◆ Required tasks:
[A] In the article on South Africa's craft brewers and distillers, who moderated the panel discussion hosted by Messe Muenchen South Africa?
[B] Reproduce the article on South Africa's craft brewers and distillers word for word, from "The sale and" up to and including "ban was lifted.".

◆ Passage to read:
++++++++++++++++++++
It is expected that it will take years for South Africa’s craft distillers and brewers to recover from the nationwide lockdown to contain the coronavirus disease (COVID-19) pandemic and resultant prohibition on the sale of alcohol.
This emerged in a panel discussion recently hosted by Messe Muenchen South Africa. The discussion was moderated by Clive Belcher, chairperson of the Institute of Brewing and Distilling (IBD) Africa and managing director of Global Beverage Solutions.
The national lockdown was announced by President Cyril Ramaphosa at the end of March, and was aimed at slowing the spread of COVID-19.
The sale and transportation of alcohol was prohibited during the lockdown.
The panellists’ discussion highlighted the challenges that resulted from the sudden implementation of the lockdown, including brewers being left with beer still in tanks, key contracts and cash flow drying up, and the negative impact on supply chains.
This meant that most brewers would be unable to resume production immediately after the ban was lifted.
++++++++++++++++++++
◆ Entries supplied:
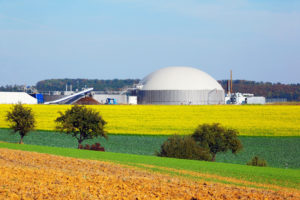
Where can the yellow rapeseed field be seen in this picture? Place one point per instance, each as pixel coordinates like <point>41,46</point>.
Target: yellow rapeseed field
<point>252,120</point>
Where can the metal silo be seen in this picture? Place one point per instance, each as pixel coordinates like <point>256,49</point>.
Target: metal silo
<point>179,85</point>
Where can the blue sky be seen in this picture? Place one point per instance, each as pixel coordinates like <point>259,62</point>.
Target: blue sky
<point>104,39</point>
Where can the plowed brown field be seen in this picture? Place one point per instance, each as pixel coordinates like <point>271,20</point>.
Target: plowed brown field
<point>27,175</point>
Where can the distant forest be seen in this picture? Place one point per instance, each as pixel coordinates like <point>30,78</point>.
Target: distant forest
<point>269,90</point>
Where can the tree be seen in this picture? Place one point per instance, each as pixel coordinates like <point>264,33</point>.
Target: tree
<point>82,123</point>
<point>183,147</point>
<point>257,161</point>
<point>21,120</point>
<point>217,139</point>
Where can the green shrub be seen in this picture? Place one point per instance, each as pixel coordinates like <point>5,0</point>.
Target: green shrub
<point>256,161</point>
<point>183,147</point>
<point>217,139</point>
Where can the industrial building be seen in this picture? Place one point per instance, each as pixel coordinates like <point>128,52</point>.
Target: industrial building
<point>179,86</point>
<point>17,97</point>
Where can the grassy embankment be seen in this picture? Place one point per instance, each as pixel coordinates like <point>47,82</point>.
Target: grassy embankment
<point>280,152</point>
<point>272,178</point>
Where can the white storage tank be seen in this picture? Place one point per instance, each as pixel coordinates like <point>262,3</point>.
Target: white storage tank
<point>179,85</point>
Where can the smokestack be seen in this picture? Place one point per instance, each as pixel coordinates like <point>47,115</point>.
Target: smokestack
<point>230,81</point>
<point>228,87</point>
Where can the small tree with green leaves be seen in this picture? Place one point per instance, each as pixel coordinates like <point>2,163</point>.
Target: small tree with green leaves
<point>21,120</point>
<point>217,139</point>
<point>183,147</point>
<point>82,123</point>
<point>257,161</point>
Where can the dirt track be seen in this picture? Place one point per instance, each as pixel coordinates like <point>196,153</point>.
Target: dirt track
<point>27,175</point>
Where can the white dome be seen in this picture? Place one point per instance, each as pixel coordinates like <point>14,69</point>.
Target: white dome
<point>179,78</point>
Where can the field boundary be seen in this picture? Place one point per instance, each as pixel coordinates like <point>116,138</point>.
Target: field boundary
<point>271,178</point>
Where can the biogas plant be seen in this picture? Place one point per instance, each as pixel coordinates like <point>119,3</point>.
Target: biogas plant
<point>177,85</point>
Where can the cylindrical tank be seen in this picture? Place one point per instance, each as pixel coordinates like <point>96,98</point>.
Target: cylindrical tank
<point>180,85</point>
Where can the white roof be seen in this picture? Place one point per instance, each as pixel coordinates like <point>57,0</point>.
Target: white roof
<point>179,78</point>
<point>16,97</point>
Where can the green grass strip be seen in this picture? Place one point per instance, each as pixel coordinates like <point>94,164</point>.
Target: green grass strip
<point>264,175</point>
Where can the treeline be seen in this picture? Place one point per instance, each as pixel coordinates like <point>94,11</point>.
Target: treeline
<point>269,90</point>
<point>98,85</point>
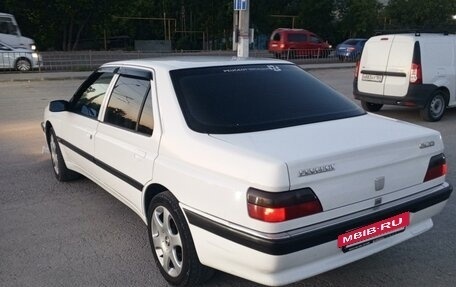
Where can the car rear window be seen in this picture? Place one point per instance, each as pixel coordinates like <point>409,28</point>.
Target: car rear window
<point>297,37</point>
<point>236,99</point>
<point>351,42</point>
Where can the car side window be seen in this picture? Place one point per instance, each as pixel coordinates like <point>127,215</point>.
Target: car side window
<point>276,37</point>
<point>130,105</point>
<point>297,37</point>
<point>315,39</point>
<point>87,102</point>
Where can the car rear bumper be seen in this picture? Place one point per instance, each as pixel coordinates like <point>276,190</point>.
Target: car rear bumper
<point>417,96</point>
<point>282,258</point>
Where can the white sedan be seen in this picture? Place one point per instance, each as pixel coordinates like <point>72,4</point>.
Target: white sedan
<point>248,166</point>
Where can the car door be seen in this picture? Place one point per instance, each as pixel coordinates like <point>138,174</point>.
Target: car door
<point>126,144</point>
<point>5,57</point>
<point>76,127</point>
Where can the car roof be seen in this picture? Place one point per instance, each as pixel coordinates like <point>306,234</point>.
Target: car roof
<point>184,62</point>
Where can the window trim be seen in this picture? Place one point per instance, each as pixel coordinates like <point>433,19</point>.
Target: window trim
<point>135,74</point>
<point>87,83</point>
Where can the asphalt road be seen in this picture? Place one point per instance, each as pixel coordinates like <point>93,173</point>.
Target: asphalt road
<point>75,234</point>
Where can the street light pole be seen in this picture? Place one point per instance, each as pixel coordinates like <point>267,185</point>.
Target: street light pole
<point>243,41</point>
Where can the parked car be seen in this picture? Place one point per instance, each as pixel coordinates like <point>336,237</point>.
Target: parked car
<point>413,70</point>
<point>273,183</point>
<point>19,59</point>
<point>350,49</point>
<point>291,43</point>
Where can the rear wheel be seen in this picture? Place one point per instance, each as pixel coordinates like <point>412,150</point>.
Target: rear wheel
<point>172,243</point>
<point>435,108</point>
<point>371,107</point>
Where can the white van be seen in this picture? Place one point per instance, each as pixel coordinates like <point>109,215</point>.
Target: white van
<point>415,70</point>
<point>10,33</point>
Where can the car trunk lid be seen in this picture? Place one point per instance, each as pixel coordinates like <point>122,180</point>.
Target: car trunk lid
<point>372,157</point>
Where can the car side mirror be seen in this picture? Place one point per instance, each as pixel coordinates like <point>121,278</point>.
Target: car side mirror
<point>58,106</point>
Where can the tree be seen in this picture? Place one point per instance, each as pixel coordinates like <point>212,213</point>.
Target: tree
<point>357,18</point>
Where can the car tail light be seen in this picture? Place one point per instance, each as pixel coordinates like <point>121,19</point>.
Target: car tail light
<point>357,69</point>
<point>416,73</point>
<point>282,206</point>
<point>437,167</point>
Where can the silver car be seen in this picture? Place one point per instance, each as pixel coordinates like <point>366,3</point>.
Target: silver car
<point>19,59</point>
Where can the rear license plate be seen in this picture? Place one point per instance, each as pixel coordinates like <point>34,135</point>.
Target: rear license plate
<point>372,78</point>
<point>368,234</point>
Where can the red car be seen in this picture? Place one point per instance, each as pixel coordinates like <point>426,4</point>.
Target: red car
<point>291,43</point>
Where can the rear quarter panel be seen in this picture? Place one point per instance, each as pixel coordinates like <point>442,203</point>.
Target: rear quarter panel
<point>438,59</point>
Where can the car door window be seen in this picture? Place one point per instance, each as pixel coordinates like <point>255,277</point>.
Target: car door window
<point>87,102</point>
<point>130,106</point>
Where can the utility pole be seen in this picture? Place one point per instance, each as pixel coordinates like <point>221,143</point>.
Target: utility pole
<point>243,25</point>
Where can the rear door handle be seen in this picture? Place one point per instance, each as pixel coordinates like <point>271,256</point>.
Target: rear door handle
<point>139,154</point>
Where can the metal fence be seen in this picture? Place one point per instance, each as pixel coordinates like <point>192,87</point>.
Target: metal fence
<point>90,60</point>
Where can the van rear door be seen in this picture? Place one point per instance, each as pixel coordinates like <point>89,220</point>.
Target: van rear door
<point>397,76</point>
<point>385,65</point>
<point>374,61</point>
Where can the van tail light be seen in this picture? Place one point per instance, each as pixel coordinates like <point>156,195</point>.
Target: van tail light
<point>282,206</point>
<point>437,167</point>
<point>416,73</point>
<point>357,68</point>
<point>416,76</point>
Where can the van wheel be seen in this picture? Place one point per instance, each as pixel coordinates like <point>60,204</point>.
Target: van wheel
<point>434,109</point>
<point>371,107</point>
<point>172,243</point>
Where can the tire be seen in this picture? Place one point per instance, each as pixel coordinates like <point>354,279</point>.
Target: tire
<point>172,244</point>
<point>61,172</point>
<point>435,108</point>
<point>371,107</point>
<point>23,65</point>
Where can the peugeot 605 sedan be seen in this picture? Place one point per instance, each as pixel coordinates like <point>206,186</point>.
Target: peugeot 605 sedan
<point>248,166</point>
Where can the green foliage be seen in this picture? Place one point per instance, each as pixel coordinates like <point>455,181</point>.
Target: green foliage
<point>421,14</point>
<point>207,24</point>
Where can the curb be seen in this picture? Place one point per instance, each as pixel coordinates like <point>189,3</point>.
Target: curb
<point>60,76</point>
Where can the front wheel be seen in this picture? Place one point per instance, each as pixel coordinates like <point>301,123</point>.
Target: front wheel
<point>172,244</point>
<point>371,107</point>
<point>434,109</point>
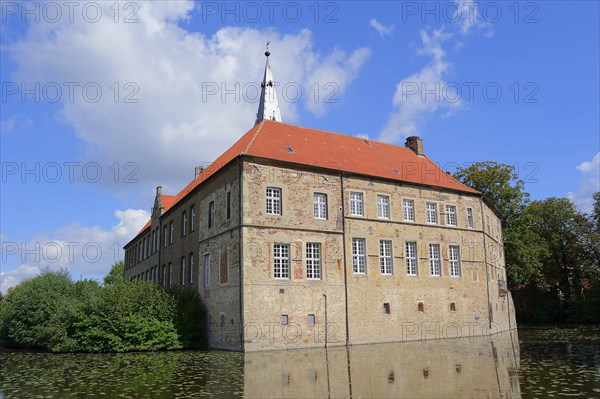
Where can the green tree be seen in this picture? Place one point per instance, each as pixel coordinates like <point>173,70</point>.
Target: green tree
<point>36,311</point>
<point>501,187</point>
<point>116,274</point>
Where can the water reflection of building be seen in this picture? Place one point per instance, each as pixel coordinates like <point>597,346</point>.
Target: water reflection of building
<point>296,238</point>
<point>482,367</point>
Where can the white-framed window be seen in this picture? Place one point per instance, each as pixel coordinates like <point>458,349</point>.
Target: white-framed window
<point>206,270</point>
<point>313,260</point>
<point>434,259</point>
<point>191,268</point>
<point>408,210</point>
<point>281,261</point>
<point>228,205</point>
<point>356,204</point>
<point>385,257</point>
<point>411,258</point>
<point>470,218</point>
<point>358,256</point>
<point>320,206</point>
<point>183,224</point>
<point>211,214</point>
<point>450,215</point>
<point>454,253</point>
<point>182,272</point>
<point>431,212</point>
<point>273,201</point>
<point>383,206</point>
<point>193,218</point>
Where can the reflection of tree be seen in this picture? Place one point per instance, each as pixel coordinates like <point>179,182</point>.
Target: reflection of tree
<point>158,374</point>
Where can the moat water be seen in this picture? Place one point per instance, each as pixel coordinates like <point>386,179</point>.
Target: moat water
<point>538,362</point>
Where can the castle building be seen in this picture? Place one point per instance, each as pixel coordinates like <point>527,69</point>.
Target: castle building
<point>296,237</point>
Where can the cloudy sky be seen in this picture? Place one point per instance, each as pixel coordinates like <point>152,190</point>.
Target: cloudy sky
<point>103,101</point>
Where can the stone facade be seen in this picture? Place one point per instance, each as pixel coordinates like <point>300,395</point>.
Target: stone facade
<point>383,293</point>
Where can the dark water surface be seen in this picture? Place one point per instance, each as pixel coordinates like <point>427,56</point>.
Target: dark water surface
<point>542,362</point>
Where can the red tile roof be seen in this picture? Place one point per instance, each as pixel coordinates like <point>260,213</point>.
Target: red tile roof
<point>334,151</point>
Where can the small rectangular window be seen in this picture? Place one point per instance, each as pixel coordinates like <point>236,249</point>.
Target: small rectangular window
<point>385,257</point>
<point>411,258</point>
<point>193,216</point>
<point>228,205</point>
<point>454,260</point>
<point>408,210</point>
<point>358,256</point>
<point>383,206</point>
<point>470,218</point>
<point>182,272</point>
<point>224,270</point>
<point>273,201</point>
<point>191,268</point>
<point>356,204</point>
<point>434,259</point>
<point>281,261</point>
<point>313,261</point>
<point>206,270</point>
<point>211,214</point>
<point>450,215</point>
<point>320,206</point>
<point>431,212</point>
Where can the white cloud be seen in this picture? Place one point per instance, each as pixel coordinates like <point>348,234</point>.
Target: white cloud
<point>329,81</point>
<point>468,17</point>
<point>423,92</point>
<point>196,93</point>
<point>14,123</point>
<point>381,28</point>
<point>85,251</point>
<point>588,184</point>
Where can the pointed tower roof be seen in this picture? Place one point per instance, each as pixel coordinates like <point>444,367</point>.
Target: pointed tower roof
<point>268,107</point>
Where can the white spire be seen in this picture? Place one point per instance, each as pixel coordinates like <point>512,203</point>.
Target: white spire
<point>268,108</point>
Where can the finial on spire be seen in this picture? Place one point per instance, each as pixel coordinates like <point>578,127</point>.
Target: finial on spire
<point>268,107</point>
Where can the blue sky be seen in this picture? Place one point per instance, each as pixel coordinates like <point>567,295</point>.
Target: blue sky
<point>103,101</point>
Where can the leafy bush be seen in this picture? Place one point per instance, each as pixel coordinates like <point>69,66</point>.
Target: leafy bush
<point>190,317</point>
<point>51,312</point>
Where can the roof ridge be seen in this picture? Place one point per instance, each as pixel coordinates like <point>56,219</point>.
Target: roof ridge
<point>339,134</point>
<point>260,125</point>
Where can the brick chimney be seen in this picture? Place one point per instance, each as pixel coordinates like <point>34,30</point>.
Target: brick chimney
<point>415,144</point>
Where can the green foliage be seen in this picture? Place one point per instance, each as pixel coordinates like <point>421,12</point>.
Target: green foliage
<point>190,319</point>
<point>116,274</point>
<point>552,251</point>
<point>501,186</point>
<point>51,312</point>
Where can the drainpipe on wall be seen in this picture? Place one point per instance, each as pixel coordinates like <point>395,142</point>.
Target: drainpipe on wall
<point>487,274</point>
<point>344,255</point>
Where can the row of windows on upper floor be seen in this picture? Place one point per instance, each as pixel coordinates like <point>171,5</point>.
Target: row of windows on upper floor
<point>357,208</point>
<point>150,244</point>
<point>313,261</point>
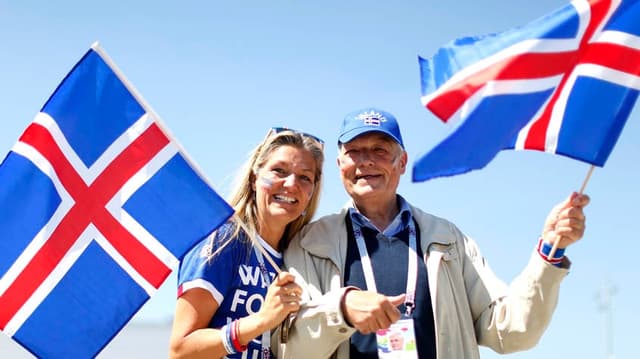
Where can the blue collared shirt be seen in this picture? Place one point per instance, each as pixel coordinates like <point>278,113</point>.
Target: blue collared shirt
<point>400,221</point>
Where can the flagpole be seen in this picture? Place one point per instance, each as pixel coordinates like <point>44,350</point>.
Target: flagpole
<point>584,185</point>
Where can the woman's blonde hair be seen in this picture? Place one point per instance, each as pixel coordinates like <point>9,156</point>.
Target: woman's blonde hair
<point>243,198</point>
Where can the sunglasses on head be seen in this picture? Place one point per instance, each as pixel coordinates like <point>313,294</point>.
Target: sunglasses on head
<point>305,134</point>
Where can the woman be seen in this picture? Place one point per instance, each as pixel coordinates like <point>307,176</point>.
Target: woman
<point>229,295</point>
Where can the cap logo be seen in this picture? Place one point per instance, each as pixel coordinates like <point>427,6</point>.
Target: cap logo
<point>371,118</point>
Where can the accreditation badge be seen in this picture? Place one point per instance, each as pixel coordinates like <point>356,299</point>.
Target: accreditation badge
<point>398,341</point>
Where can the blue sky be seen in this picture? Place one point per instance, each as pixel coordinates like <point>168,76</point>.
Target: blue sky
++++++++++++++++++++
◆ Answers to the exercise:
[A] Clive Belcher, chairperson of the Institute of Brewing and Distilling (IBD) Africa and managing director of Global Beverage Solutions.

[B]
The sale and transportation of alcohol was prohibited during the lockdown.
The panellists’ discussion highlighted the challenges that resulted from the sudden implementation of the lockdown, including brewers being left with beer still in tanks, key contracts and cash flow drying up, and the negative impact on supply chains.
This meant that most brewers would be unable to resume production immediately after the ban was lifted.